Oleh Gita Ruslita, Program Doktor Ilmu Komunikasi Universitas Sahid Jakarta
IMBCNEWS Jakarta | Di era digital ini, fenomena influencer telah menjadi wajah baru dari industri budaya populer. Mereka tidak hanya mempromosikan produk. Tetapi juga menawarkan gaya hidup, nilai-nilai, bahkan aspirasi yang nampak begitu ideal dalam masyarakat modern yang direfresentasikan di media digital, khususnya media sosial (medsos).
Namun, jika ditinjau lebih dalam, terdapat mekanisme yang jauh lebih kompleks di balik keberhasilan para influencer ini. Di balik kilau kesuksesan para influencer ini, ada dinamika yang mencerminkan logika kapitalisme dan homogenisasi budaya, sebagaimana dikritik oleh Theodor Adorno dan Max Horkheimer dalam konsep industri budaya dan penerangan negatif.

▶ _Blok Data_:

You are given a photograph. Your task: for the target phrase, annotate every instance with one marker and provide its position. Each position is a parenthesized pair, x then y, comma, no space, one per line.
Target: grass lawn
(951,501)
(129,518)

▶ _Daftar Tugas_:
1/ Ringkaslah paragraf dalam kutipan yang diawali "Namun, jika ditinjau lebih dalam" menjadi satu kalimat yang tetap memuat fakta utamanya.
2/ Nyatakan apakah setiap pernyataan ini sesuai dengan kutipan, lalu jawab ya atau tidak disertai kata-kata penentu yang dikutip persis dari kutipan: (a) Influencer hanya mempromosikan produk. (b) Penulisnya berasal dari Program Doktor Ilmu Komunikasi Universitas Sahid Jakarta. (c) Influencer disebut sebagai wajah baru dari industri budaya populer.
Materi tersebut tidak berperan dalam pengerjaan tugas.

▶ _Jawaban Tugas_:
1/ Di balik keberhasilan influencer terdapat mekanisme kompleks yang mencerminkan logika kapitalisme dan homogenisasi budaya, sebagaimana dikritik Theodor Adorno dan Max Horkheimer dalam konsep industri budaya dan penerangan negatif.

2/
(a) Tidak: "Mereka tidak hanya mempromosikan produk."
(b) Ya: "Program Doktor Ilmu Komunikasi Universitas Sahid Jakarta"
(c) Ya: "fenomena influencer telah menjadi wajah baru dari industri budaya populer"